PASSAGE:
I find myself in the minority not because I am aware of it but because I discuss it openly. Despite the decline in belief in everlasting life, or perhaps in spite of it, the average person is aware that they are mortal but don't want to talk about it. That always bothered me, because I find the thought peaceful.
I'm not going to be around in fifty years. Very little of what I do has any long term consequences in the grand story of humanity. I am not broadly influential, or powerful, or rich, or well-known such that I will be remembered beyond the life spans of My People. I will not have a grave that is a landmark, or an attraction, for better or for worse.
I wouldn't have it any other way, because I've always strived to live a quiet life, and if I have any say in the matter I'll have a quiet death as well. I will not die in a hospital bed, in a medically induced coma, kept alive by machines and drugs, as my mother did. I will not die at the hands of those who hate me, because I strive to make amends for my sins and right the wrongs I have done against others. I will die by my own hand, at the time and place and circumstance of my choosing.

SUPPLIED INFORMATION:
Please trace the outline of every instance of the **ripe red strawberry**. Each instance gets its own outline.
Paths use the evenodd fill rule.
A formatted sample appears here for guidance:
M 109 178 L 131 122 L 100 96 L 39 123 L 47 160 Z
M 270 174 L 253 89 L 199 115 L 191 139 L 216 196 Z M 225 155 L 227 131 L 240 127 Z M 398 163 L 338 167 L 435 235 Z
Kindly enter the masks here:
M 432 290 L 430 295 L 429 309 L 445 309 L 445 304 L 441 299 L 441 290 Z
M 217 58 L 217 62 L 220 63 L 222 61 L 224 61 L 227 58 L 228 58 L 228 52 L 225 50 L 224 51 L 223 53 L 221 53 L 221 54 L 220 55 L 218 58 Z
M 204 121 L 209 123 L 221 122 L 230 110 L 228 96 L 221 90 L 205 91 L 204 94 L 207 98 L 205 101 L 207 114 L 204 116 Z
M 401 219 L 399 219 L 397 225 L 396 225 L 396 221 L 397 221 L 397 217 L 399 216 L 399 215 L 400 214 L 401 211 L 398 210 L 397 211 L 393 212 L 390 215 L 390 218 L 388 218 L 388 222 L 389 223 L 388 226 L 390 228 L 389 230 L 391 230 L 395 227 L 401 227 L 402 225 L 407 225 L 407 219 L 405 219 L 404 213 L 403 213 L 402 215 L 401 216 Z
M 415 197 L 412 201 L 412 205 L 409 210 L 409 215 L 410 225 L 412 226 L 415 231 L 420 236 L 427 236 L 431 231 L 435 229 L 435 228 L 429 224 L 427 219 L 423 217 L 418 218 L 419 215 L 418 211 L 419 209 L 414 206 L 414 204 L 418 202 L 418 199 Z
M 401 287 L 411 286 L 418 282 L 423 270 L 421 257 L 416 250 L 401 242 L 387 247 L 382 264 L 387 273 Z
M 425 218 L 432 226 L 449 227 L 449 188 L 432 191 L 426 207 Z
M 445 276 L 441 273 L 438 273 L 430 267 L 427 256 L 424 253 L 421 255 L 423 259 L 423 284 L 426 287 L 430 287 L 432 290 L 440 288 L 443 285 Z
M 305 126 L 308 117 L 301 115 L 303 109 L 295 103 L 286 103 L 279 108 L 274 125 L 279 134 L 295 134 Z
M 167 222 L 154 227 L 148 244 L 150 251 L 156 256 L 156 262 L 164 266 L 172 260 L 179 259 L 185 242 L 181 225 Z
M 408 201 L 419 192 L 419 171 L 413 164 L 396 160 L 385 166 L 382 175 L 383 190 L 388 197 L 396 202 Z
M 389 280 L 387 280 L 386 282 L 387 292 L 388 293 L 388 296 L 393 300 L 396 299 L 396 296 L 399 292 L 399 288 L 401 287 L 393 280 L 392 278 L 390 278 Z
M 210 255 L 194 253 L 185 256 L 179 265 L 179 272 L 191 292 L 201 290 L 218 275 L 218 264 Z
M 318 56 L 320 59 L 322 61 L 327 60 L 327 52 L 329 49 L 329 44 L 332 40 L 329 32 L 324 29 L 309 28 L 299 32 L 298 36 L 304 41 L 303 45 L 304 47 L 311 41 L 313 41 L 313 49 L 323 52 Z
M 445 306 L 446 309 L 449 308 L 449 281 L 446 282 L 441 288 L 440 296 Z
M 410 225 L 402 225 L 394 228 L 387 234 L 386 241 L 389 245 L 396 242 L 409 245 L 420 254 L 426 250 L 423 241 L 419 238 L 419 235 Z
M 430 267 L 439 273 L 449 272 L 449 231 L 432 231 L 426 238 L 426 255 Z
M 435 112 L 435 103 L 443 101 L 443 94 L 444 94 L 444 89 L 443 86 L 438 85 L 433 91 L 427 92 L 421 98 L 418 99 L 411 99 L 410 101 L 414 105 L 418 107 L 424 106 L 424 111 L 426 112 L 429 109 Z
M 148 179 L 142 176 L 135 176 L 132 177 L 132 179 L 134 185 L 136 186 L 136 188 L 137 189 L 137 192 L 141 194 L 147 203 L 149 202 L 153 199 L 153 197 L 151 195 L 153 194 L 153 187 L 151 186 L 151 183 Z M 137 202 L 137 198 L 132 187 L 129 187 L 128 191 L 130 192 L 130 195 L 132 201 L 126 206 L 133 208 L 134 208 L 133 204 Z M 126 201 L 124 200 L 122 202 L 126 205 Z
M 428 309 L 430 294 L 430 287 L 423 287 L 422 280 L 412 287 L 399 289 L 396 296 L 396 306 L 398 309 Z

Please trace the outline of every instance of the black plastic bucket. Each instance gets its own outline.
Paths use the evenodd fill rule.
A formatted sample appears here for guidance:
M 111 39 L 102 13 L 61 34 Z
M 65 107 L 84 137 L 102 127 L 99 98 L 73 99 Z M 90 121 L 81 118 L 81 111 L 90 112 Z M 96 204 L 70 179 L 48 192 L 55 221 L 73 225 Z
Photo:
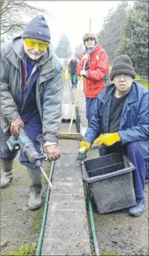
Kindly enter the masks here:
M 136 205 L 132 171 L 135 166 L 124 154 L 113 153 L 84 161 L 83 180 L 100 214 Z

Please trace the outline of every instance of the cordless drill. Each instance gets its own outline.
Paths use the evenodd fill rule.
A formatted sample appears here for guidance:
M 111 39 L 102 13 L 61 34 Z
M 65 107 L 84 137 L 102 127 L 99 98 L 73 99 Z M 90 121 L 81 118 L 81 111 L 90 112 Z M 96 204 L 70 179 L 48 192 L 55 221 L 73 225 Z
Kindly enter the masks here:
M 11 151 L 18 151 L 21 149 L 22 153 L 28 158 L 31 163 L 34 163 L 36 167 L 39 167 L 42 174 L 45 176 L 46 179 L 49 184 L 51 190 L 55 189 L 55 186 L 52 184 L 50 180 L 48 179 L 46 173 L 42 167 L 40 160 L 43 159 L 45 161 L 48 160 L 48 156 L 46 153 L 39 154 L 36 150 L 33 143 L 27 134 L 25 133 L 22 127 L 19 128 L 19 134 L 18 137 L 12 135 L 7 140 L 7 145 Z
M 12 135 L 7 140 L 7 145 L 11 151 L 18 151 L 21 149 L 22 153 L 28 158 L 31 163 L 34 163 L 37 167 L 42 166 L 41 159 L 45 161 L 48 159 L 46 153 L 39 155 L 36 150 L 34 145 L 26 135 L 22 127 L 19 128 L 18 137 Z

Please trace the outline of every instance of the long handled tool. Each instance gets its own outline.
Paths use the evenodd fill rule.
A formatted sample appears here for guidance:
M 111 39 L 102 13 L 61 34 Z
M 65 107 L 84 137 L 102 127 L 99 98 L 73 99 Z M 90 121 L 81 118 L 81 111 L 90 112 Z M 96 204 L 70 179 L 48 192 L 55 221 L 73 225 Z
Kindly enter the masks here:
M 86 60 L 84 61 L 83 70 L 84 70 L 86 63 Z M 72 129 L 73 120 L 73 117 L 74 117 L 74 115 L 75 111 L 76 111 L 76 104 L 77 104 L 77 103 L 78 98 L 79 98 L 80 91 L 80 88 L 81 88 L 81 86 L 82 86 L 82 82 L 83 77 L 83 76 L 81 76 L 81 79 L 80 79 L 80 82 L 79 82 L 79 85 L 77 93 L 77 97 L 76 97 L 75 103 L 74 104 L 73 111 L 73 113 L 72 113 L 70 123 L 69 127 L 69 129 L 68 129 L 68 132 L 67 133 L 60 133 L 59 135 L 58 136 L 58 138 L 59 139 L 73 139 L 73 140 L 82 140 L 82 135 L 81 133 L 70 133 L 70 130 L 71 130 L 71 129 Z

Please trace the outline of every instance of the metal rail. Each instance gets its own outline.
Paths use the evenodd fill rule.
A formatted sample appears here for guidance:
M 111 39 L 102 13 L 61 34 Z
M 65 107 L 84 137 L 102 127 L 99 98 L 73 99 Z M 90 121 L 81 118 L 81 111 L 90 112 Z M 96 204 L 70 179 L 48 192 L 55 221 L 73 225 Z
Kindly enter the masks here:
M 50 167 L 50 175 L 49 175 L 49 180 L 52 180 L 52 179 L 53 173 L 53 171 L 54 171 L 54 166 L 55 166 L 55 161 L 52 161 L 51 167 Z M 49 183 L 48 183 L 48 189 L 47 189 L 47 192 L 46 192 L 46 199 L 45 199 L 45 207 L 44 207 L 44 211 L 43 211 L 43 218 L 42 218 L 42 227 L 41 227 L 41 229 L 40 229 L 40 236 L 39 236 L 39 242 L 38 242 L 38 248 L 37 248 L 37 250 L 36 250 L 36 256 L 40 256 L 41 255 L 42 241 L 43 241 L 43 238 L 44 232 L 45 232 L 45 229 L 46 216 L 47 216 L 48 208 L 48 205 L 49 205 L 50 192 L 50 185 L 49 185 Z

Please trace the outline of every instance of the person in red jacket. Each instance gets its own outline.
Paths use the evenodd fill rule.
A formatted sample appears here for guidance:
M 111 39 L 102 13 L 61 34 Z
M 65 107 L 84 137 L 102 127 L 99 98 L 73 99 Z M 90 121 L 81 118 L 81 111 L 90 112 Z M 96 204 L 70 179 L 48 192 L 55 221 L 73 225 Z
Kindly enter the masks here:
M 97 96 L 105 86 L 110 84 L 110 80 L 107 54 L 102 45 L 97 44 L 94 34 L 86 33 L 83 40 L 86 50 L 80 55 L 76 71 L 78 76 L 84 77 L 83 87 L 86 97 L 86 117 L 89 125 Z M 84 71 L 82 70 L 85 60 L 87 63 Z M 94 147 L 94 145 L 92 147 Z

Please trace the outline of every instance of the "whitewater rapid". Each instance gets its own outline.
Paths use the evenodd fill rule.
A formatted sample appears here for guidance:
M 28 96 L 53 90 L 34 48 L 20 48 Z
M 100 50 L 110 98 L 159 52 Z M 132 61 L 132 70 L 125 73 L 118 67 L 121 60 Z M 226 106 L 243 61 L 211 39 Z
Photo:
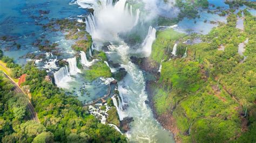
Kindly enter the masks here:
M 118 82 L 118 90 L 122 101 L 121 105 L 125 106 L 125 109 L 118 107 L 118 115 L 122 119 L 128 116 L 134 120 L 131 123 L 130 130 L 126 133 L 126 136 L 131 142 L 174 142 L 171 133 L 163 130 L 154 118 L 150 108 L 146 104 L 145 102 L 148 98 L 143 72 L 130 61 L 131 49 L 118 34 L 120 32 L 129 32 L 139 24 L 139 11 L 132 11 L 132 5 L 128 5 L 126 0 L 119 0 L 114 5 L 109 0 L 99 1 L 105 5 L 99 4 L 92 0 L 79 0 L 77 3 L 80 3 L 82 8 L 95 9 L 94 15 L 90 15 L 86 23 L 89 25 L 86 30 L 92 35 L 96 48 L 100 49 L 106 41 L 111 43 L 109 46 L 109 51 L 106 52 L 107 57 L 114 63 L 120 64 L 127 72 L 126 76 Z M 86 5 L 86 2 L 91 5 Z M 151 53 L 155 34 L 156 30 L 150 27 L 148 35 L 141 45 L 141 51 L 147 52 L 144 53 L 147 56 Z M 114 101 L 115 103 L 117 102 L 116 99 Z

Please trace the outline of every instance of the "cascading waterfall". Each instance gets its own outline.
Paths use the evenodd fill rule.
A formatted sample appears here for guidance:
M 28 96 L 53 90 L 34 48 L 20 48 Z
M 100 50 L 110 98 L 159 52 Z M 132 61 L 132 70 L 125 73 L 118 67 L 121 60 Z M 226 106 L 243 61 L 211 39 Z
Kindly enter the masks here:
M 122 134 L 123 134 L 121 131 L 120 131 L 120 129 L 117 126 L 116 126 L 115 125 L 112 124 L 109 124 L 107 125 L 114 127 L 114 128 L 116 128 L 116 130 L 117 130 L 117 131 L 118 131 L 119 133 L 120 133 Z
M 69 74 L 69 69 L 68 66 L 65 66 L 65 67 L 61 68 L 59 70 L 53 74 L 54 80 L 55 81 L 55 84 L 57 85 L 59 84 L 59 82 L 65 77 L 65 76 Z
M 164 59 L 163 59 L 161 61 L 161 63 L 160 64 L 159 70 L 158 70 L 158 72 L 159 72 L 159 73 L 161 73 L 161 70 L 162 70 L 162 67 L 163 67 L 162 63 L 164 61 Z
M 144 55 L 146 57 L 149 56 L 151 54 L 152 45 L 156 40 L 156 32 L 157 30 L 154 28 L 150 26 L 149 28 L 147 35 L 143 43 L 142 44 L 142 51 L 144 53 Z
M 93 0 L 87 2 L 89 1 L 91 1 L 92 4 L 98 2 Z M 111 46 L 109 54 L 109 54 L 108 56 L 112 61 L 119 63 L 127 72 L 126 76 L 118 84 L 122 102 L 118 98 L 118 96 L 111 98 L 120 120 L 125 116 L 132 117 L 134 119 L 130 124 L 130 130 L 126 133 L 131 142 L 174 142 L 170 133 L 163 130 L 154 119 L 150 107 L 145 103 L 148 99 L 143 72 L 130 61 L 130 47 L 118 37 L 118 33 L 130 31 L 136 21 L 136 18 L 133 17 L 135 13 L 133 15 L 134 11 L 132 10 L 132 6 L 128 6 L 126 2 L 126 0 L 119 0 L 114 6 L 95 8 L 93 16 L 96 30 L 95 32 L 90 33 L 96 46 L 101 45 L 102 42 L 106 41 L 117 44 Z M 91 7 L 95 6 L 99 6 L 98 3 Z M 136 12 L 138 13 L 138 11 Z M 138 15 L 139 16 L 139 14 Z M 142 22 L 140 18 L 138 19 L 139 22 Z M 142 49 L 144 51 L 145 49 L 145 51 L 149 51 L 146 52 L 147 55 L 150 55 L 152 44 L 156 39 L 156 31 L 152 27 L 149 28 L 150 34 L 148 34 L 142 45 L 143 48 L 139 52 L 142 52 Z M 100 46 L 97 46 L 97 48 L 98 47 Z M 123 110 L 124 104 L 129 105 Z
M 176 55 L 176 51 L 177 50 L 177 44 L 175 44 L 174 46 L 173 46 L 173 48 L 172 49 L 172 54 L 174 55 Z
M 136 25 L 138 24 L 138 22 L 139 22 L 139 13 L 140 13 L 140 11 L 139 9 L 137 10 L 136 12 L 136 18 L 135 19 L 135 22 L 134 26 L 136 26 Z
M 105 63 L 106 63 L 106 65 L 107 66 L 107 67 L 109 67 L 109 68 L 110 69 L 110 70 L 111 71 L 112 73 L 114 73 L 117 71 L 115 68 L 110 67 L 110 66 L 109 66 L 109 63 L 107 61 L 104 61 L 104 62 L 105 62 Z
M 77 68 L 76 57 L 69 59 L 67 61 L 69 62 L 69 73 L 71 75 L 76 75 L 78 73 L 81 73 L 81 70 Z
M 120 106 L 122 106 L 122 103 L 118 103 L 119 105 L 118 105 L 117 99 L 116 99 L 115 96 L 112 96 L 111 98 L 113 101 L 113 103 L 114 104 L 114 106 L 117 109 L 117 113 L 118 114 L 118 116 L 119 117 L 120 120 L 123 120 L 124 119 L 124 118 L 126 117 L 126 115 L 125 113 L 123 111 L 123 109 L 120 108 Z
M 84 51 L 80 51 L 81 53 L 80 53 L 80 55 L 81 56 L 81 63 L 83 64 L 85 66 L 88 66 L 89 62 L 87 60 L 86 54 Z
M 187 47 L 186 47 L 186 51 L 185 51 L 185 53 L 184 53 L 184 55 L 183 55 L 183 58 L 187 57 Z
M 92 46 L 93 46 L 92 45 L 92 47 L 90 48 L 89 48 L 89 51 L 88 52 L 89 53 L 89 55 L 91 57 L 92 57 Z
M 86 18 L 85 24 L 86 25 L 86 31 L 91 34 L 93 34 L 96 32 L 96 24 L 95 19 L 92 14 L 90 13 Z
M 81 52 L 80 53 L 80 56 L 81 57 L 81 63 L 84 67 L 90 67 L 95 62 L 98 61 L 98 60 L 97 59 L 93 59 L 92 61 L 89 61 L 88 60 L 87 60 L 87 56 L 85 53 L 84 51 L 80 51 L 80 52 Z
M 130 5 L 129 12 L 126 0 L 119 0 L 114 5 L 105 1 L 100 3 L 93 15 L 90 14 L 86 18 L 86 31 L 93 39 L 112 39 L 113 35 L 130 31 L 138 23 L 140 10 L 136 10 L 136 17 L 133 17 L 132 6 Z
M 69 75 L 70 73 L 67 66 L 61 68 L 53 74 L 55 84 L 58 87 L 68 89 L 69 88 L 68 82 L 72 80 Z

ABOUT THIS TASK: In the passage on mortality, what kind of life does the writer say they have always strived to live?

ANSWER BOX: A quiet life.